§ **Records provided**
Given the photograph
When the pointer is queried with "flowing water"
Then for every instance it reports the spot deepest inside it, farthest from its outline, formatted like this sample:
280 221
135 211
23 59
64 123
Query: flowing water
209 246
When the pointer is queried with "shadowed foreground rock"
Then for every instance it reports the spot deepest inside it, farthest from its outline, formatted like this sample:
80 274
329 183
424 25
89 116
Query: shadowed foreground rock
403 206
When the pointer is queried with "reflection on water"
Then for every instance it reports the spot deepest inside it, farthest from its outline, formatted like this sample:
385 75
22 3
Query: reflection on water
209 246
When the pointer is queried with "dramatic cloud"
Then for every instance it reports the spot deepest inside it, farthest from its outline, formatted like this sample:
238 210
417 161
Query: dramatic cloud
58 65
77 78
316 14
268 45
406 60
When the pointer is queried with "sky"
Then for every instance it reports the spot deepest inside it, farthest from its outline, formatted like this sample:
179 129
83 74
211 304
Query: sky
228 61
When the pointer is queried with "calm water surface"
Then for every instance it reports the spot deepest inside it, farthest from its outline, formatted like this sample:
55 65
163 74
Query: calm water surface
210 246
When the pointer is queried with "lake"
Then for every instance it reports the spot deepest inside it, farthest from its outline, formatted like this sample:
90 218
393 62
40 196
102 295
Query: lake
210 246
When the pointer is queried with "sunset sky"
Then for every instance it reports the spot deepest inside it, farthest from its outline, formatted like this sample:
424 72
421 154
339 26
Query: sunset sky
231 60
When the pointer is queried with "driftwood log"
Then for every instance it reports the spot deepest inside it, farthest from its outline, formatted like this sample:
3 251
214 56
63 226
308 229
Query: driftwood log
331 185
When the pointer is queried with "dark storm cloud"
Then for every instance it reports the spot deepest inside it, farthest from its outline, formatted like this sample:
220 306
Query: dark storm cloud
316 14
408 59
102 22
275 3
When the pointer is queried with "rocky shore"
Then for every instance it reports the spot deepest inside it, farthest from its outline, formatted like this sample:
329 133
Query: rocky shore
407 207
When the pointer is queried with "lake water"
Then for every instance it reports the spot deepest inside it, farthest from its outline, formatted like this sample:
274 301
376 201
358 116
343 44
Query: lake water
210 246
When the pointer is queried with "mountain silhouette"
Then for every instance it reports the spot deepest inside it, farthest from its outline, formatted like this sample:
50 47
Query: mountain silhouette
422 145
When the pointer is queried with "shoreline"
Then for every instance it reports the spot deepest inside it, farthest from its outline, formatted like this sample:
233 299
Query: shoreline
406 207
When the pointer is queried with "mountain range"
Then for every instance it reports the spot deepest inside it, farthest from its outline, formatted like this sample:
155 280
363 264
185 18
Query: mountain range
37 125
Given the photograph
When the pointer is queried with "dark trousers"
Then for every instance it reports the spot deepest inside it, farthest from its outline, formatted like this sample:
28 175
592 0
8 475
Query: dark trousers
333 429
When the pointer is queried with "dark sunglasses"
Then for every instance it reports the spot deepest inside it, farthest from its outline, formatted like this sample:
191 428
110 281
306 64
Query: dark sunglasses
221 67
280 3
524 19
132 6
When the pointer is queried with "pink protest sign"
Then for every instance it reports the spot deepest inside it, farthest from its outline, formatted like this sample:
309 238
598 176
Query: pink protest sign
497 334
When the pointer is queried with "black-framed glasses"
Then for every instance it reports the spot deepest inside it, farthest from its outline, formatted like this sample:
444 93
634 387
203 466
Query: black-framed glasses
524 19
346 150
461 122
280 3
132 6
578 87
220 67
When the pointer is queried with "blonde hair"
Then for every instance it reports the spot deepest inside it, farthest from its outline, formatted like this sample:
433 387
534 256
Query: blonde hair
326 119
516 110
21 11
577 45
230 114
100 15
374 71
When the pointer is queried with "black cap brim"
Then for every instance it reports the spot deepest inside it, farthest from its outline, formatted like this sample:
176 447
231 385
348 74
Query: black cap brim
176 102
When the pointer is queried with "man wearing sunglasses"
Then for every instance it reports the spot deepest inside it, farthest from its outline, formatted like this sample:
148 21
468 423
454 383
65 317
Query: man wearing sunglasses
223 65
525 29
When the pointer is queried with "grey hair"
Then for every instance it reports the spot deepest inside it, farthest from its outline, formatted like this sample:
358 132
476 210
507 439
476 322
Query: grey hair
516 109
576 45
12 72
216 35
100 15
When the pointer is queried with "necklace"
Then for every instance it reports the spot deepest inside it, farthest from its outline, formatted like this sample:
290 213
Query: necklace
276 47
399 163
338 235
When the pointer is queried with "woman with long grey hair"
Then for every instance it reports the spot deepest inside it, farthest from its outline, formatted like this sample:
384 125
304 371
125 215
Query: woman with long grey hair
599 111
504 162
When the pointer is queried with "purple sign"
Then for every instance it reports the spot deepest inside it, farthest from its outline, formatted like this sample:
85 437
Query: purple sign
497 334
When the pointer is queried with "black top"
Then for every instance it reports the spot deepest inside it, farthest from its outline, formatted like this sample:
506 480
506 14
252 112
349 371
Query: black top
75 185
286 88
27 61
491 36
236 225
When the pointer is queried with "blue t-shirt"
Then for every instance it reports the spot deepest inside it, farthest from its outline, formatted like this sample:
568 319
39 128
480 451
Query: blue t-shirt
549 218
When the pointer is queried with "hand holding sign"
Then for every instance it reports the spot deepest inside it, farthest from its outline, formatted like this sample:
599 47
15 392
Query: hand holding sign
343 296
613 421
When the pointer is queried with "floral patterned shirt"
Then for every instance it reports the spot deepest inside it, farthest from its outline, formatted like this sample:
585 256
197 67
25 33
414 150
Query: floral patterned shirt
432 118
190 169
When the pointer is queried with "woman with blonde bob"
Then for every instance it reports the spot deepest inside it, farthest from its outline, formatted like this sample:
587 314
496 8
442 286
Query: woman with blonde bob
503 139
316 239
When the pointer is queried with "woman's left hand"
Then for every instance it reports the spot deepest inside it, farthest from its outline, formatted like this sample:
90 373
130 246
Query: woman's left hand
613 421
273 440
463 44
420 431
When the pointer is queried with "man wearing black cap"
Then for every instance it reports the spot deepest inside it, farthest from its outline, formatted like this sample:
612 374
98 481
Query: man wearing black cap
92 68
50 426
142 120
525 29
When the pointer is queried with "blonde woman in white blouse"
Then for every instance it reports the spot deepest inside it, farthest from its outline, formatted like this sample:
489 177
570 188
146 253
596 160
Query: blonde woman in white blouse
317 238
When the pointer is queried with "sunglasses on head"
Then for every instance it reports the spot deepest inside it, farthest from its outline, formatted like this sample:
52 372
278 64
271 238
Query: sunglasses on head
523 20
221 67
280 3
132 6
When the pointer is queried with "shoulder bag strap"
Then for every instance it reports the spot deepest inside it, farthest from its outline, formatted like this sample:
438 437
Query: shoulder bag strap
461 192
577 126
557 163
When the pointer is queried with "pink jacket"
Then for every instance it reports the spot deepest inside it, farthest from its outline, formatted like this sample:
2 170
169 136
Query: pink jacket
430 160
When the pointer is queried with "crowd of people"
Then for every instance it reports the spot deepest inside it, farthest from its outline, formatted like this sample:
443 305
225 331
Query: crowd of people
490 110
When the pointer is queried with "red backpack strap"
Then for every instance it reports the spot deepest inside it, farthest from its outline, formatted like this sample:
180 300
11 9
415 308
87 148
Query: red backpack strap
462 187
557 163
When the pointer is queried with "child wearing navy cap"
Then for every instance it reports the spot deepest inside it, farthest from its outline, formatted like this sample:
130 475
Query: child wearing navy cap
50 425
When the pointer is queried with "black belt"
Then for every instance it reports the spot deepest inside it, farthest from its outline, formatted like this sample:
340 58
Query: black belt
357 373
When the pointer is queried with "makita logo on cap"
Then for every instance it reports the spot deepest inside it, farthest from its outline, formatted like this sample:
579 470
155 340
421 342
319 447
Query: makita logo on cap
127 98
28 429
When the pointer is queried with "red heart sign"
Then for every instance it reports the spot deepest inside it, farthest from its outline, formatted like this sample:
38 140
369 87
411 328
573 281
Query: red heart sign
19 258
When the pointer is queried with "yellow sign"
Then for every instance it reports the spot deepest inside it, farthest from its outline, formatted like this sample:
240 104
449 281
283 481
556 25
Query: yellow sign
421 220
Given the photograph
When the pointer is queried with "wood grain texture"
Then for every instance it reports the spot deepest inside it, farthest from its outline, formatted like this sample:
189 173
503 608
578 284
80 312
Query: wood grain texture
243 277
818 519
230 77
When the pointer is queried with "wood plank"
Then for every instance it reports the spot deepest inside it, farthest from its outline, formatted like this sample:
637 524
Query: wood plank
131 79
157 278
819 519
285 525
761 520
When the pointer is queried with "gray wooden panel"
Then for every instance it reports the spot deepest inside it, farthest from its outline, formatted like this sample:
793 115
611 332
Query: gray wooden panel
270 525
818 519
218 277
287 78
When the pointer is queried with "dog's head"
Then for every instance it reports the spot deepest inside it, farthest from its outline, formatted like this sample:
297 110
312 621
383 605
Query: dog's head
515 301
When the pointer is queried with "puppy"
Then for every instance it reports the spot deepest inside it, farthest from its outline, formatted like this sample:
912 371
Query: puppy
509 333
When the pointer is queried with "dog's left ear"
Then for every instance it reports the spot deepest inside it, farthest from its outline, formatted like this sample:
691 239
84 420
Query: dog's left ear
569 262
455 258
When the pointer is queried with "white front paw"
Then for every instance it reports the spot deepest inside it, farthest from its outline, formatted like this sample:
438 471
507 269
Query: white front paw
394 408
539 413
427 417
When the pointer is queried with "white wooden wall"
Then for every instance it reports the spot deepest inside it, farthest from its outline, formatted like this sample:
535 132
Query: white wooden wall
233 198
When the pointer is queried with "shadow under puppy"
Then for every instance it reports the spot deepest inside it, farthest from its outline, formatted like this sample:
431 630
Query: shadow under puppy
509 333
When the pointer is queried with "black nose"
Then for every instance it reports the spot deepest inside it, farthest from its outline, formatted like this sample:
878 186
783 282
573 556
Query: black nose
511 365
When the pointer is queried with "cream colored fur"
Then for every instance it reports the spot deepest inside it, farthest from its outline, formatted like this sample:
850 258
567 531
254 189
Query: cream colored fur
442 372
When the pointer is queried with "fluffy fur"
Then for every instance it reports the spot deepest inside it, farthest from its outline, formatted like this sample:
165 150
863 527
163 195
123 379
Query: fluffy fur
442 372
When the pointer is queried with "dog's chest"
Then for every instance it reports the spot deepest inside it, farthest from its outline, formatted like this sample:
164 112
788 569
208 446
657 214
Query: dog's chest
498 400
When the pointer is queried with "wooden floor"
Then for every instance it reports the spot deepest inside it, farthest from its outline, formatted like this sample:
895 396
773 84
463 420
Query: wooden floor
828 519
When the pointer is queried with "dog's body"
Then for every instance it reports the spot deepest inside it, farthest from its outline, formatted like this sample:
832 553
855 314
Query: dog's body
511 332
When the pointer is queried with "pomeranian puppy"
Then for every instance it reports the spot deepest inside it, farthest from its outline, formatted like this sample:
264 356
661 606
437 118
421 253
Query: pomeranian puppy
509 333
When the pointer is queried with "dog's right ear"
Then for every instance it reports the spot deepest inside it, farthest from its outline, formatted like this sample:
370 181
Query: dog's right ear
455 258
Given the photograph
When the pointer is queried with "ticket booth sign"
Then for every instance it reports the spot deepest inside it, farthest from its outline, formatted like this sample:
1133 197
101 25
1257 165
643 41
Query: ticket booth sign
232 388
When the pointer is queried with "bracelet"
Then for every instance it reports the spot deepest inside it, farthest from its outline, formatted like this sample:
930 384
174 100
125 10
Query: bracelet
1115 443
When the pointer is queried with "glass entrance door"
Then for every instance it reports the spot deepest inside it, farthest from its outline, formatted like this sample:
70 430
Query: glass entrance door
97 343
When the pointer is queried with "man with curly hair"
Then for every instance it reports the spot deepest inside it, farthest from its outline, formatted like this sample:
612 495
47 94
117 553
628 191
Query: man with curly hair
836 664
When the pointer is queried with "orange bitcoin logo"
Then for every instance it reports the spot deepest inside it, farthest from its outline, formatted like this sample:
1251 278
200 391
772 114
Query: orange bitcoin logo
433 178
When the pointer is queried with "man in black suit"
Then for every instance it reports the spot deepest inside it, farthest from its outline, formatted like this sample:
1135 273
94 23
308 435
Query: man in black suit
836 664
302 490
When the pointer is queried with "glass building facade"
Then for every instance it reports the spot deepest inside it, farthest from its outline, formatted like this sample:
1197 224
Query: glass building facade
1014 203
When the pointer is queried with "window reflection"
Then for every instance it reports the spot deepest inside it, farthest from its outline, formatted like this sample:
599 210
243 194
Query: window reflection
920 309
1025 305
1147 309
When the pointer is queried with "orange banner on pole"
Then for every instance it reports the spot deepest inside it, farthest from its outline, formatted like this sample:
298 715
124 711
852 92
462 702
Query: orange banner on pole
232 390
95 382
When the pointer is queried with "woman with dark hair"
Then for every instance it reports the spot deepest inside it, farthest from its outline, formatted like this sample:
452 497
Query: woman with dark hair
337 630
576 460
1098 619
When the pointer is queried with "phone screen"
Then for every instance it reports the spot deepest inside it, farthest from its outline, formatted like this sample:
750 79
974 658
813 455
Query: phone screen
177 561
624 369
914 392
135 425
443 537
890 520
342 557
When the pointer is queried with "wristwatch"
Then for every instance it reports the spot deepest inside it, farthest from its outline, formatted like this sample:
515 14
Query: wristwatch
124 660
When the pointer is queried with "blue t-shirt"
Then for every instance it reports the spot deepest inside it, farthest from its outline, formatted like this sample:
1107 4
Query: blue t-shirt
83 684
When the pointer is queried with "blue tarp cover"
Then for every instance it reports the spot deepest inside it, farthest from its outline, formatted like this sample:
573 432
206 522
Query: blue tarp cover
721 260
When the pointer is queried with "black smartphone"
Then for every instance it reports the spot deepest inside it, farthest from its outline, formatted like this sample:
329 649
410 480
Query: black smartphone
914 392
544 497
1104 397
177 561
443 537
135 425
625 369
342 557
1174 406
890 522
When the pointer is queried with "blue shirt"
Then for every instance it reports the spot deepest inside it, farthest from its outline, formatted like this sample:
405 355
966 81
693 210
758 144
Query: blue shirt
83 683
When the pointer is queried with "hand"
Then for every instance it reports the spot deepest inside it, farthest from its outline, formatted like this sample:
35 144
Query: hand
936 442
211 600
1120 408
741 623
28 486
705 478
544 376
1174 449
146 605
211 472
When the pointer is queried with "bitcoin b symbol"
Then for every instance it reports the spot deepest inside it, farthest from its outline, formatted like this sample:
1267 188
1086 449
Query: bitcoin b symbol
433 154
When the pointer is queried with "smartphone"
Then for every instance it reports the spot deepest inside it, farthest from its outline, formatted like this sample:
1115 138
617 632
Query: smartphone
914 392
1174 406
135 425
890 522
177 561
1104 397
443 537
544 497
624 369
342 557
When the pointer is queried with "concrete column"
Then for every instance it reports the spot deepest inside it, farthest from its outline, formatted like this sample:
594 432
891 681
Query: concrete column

§ **Exercise directions**
What lines in the material include the string "column"? Pull each one out.

§ **Response to the task**
When the pointer is queried with "concrete column"
Query: concrete column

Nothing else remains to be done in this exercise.